Begin Data in this exercise

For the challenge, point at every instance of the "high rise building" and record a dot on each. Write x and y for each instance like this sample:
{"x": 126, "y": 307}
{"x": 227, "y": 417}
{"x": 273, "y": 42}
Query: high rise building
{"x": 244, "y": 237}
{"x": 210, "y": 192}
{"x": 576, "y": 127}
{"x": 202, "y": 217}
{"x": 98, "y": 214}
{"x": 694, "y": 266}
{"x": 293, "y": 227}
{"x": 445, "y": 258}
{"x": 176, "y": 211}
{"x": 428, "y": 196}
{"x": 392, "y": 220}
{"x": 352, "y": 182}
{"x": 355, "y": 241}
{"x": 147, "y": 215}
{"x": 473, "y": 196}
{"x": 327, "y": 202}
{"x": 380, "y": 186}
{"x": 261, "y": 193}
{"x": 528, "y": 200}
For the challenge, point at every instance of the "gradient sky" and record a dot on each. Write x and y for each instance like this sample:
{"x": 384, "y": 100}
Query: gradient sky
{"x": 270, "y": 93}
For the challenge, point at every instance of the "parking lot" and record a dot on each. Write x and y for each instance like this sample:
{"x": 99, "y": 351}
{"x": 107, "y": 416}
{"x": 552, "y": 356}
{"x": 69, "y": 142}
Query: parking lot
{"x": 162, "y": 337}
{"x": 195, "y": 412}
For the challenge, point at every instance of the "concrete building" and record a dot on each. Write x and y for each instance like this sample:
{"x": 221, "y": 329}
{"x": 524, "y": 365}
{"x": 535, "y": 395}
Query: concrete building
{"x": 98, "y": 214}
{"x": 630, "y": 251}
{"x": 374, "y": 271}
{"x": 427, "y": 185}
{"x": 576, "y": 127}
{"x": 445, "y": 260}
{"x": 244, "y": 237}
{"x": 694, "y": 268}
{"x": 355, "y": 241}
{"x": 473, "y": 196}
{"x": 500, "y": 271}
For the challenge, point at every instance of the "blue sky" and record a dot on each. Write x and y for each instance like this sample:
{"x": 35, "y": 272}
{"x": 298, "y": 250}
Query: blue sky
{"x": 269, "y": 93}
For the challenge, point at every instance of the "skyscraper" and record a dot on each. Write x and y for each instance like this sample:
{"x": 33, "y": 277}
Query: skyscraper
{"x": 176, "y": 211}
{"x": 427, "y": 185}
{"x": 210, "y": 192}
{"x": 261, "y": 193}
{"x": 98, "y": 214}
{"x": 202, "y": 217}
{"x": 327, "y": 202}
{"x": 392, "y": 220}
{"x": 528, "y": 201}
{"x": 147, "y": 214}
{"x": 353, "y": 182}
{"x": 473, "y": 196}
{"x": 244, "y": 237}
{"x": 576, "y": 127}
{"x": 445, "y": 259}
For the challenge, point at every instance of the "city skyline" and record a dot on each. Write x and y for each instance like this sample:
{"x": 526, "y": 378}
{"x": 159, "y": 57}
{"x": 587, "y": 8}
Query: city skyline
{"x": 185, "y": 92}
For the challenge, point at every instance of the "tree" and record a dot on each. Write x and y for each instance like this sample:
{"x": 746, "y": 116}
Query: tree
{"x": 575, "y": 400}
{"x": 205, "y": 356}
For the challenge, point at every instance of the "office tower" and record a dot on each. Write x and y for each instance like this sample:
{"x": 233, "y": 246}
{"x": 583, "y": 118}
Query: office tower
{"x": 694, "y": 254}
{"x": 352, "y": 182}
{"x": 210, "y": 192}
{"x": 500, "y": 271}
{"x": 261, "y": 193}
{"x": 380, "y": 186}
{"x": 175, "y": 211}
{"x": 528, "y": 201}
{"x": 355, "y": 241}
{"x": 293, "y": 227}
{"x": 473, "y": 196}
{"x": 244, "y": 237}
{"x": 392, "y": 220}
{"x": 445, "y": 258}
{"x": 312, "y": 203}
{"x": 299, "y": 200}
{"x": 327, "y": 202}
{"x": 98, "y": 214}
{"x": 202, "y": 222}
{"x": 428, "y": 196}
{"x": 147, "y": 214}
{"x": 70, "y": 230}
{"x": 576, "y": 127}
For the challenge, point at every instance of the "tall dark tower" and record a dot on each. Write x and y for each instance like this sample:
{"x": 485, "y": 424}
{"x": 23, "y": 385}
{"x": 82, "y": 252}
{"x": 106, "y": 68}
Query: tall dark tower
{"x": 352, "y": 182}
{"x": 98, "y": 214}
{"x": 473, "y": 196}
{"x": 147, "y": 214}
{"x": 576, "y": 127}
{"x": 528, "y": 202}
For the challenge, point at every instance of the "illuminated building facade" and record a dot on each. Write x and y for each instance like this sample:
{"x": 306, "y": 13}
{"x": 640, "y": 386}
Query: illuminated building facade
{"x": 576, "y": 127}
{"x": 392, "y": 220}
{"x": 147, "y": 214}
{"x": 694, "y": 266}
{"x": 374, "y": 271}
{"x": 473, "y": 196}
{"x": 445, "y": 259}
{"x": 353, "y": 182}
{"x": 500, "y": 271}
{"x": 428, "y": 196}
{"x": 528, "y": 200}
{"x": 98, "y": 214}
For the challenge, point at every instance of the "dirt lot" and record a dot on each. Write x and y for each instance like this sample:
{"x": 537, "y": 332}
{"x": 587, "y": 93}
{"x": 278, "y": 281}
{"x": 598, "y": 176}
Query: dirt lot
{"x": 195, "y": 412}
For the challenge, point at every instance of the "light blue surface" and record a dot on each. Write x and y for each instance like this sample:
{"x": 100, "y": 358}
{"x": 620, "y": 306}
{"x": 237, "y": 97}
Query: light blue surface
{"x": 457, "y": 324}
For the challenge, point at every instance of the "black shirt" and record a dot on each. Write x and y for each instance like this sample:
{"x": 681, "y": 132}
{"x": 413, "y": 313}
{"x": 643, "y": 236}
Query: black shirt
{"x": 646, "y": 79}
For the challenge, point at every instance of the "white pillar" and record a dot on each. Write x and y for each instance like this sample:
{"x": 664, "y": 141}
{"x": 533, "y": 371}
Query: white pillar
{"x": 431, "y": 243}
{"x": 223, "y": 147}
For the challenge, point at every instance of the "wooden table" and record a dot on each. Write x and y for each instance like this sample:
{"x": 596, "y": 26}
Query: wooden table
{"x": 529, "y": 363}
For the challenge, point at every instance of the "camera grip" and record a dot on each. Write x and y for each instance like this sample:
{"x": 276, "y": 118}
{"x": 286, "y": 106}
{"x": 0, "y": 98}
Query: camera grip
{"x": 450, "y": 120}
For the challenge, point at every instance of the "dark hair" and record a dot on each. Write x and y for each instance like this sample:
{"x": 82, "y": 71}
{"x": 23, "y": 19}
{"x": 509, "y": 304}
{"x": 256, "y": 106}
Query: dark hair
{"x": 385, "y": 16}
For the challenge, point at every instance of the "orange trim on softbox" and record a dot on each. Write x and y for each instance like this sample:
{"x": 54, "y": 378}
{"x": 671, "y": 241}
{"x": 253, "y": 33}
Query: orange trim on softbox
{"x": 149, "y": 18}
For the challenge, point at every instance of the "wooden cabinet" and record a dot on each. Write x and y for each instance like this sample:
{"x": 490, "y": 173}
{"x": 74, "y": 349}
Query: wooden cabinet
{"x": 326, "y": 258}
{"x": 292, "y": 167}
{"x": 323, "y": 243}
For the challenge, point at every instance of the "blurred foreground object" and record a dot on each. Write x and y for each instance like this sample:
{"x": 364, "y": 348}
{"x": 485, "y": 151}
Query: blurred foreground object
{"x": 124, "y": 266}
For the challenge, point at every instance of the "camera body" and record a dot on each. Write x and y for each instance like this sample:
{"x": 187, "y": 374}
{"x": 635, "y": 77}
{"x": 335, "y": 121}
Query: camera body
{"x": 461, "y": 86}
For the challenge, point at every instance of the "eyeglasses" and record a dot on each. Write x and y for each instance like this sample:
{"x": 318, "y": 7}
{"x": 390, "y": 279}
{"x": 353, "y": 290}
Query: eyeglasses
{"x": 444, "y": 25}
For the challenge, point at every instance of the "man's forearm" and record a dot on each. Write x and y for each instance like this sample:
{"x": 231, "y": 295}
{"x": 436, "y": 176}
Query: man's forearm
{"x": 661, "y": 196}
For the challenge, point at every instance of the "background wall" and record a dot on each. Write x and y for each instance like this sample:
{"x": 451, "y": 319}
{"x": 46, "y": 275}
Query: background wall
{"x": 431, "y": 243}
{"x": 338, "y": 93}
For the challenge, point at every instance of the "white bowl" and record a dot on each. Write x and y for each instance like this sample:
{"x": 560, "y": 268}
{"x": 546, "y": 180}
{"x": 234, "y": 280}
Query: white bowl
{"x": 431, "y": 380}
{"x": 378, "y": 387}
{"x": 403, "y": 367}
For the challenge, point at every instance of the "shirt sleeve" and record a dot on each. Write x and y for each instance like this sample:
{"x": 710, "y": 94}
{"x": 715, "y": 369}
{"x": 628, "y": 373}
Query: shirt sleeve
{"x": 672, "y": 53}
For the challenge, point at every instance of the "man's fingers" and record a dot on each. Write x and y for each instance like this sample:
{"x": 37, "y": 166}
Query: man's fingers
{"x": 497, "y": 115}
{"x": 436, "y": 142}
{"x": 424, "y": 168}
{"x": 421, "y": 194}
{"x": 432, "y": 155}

End Data in this exercise

(Goal): Which lines of the listing above contain the string "illuminated"? Pull out each of those lines in full, treating uppercase and lowercase as different.

(The response):
For the challenge, point at every instance of the "illuminated building facade" and record a dot on each. Write x and y for each instance like this sample:
Query: illuminated building facade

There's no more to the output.